* Required work: Give the rows below as a two-column CSV with the headers text and answer. Write one line for each row, putting its text and its answer each in one quoted field with any line breaks turned into spaces.

* Material provided:
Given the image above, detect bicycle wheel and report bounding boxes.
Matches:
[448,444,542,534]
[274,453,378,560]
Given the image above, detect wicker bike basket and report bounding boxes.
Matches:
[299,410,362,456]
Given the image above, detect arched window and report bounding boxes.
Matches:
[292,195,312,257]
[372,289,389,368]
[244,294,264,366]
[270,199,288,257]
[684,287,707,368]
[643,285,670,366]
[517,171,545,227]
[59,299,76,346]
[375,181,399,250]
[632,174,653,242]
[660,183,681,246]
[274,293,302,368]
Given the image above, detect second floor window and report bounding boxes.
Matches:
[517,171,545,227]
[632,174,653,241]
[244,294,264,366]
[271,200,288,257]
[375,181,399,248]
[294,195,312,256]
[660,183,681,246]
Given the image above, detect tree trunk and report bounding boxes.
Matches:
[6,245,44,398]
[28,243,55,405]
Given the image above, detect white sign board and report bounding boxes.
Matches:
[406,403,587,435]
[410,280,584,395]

* The completed task:
text,answer
"Given the image above, detect bicycle wheel and report bounding boxes. Matches:","[448,444,542,534] [274,453,378,560]"
"Given the image above, detect wicker bike basket and report bounding boxes. Matches:","[299,410,362,456]"
"Given the image above, detect arched window and report bounding boxes. Matches:","[292,195,312,257] [372,289,389,368] [244,294,264,366] [270,199,288,257] [684,287,707,368] [643,285,670,366] [517,171,545,227] [59,299,76,346] [375,181,399,250] [632,174,653,242] [660,183,681,246] [274,293,302,368]"
"Given the image above, detect second floor window and report bounding boxes. Matches:","[517,171,545,227] [632,174,653,241] [244,294,264,366] [271,200,288,257] [375,181,399,248] [294,195,312,256] [660,183,681,246]"
"Given the image above, detect tree trunk and report bounding boxes. Matches:","[6,245,44,398] [28,243,55,405]"
"Given the image above, detect white sign board and report bounding boxes. Matches:","[406,403,587,435] [410,280,584,395]"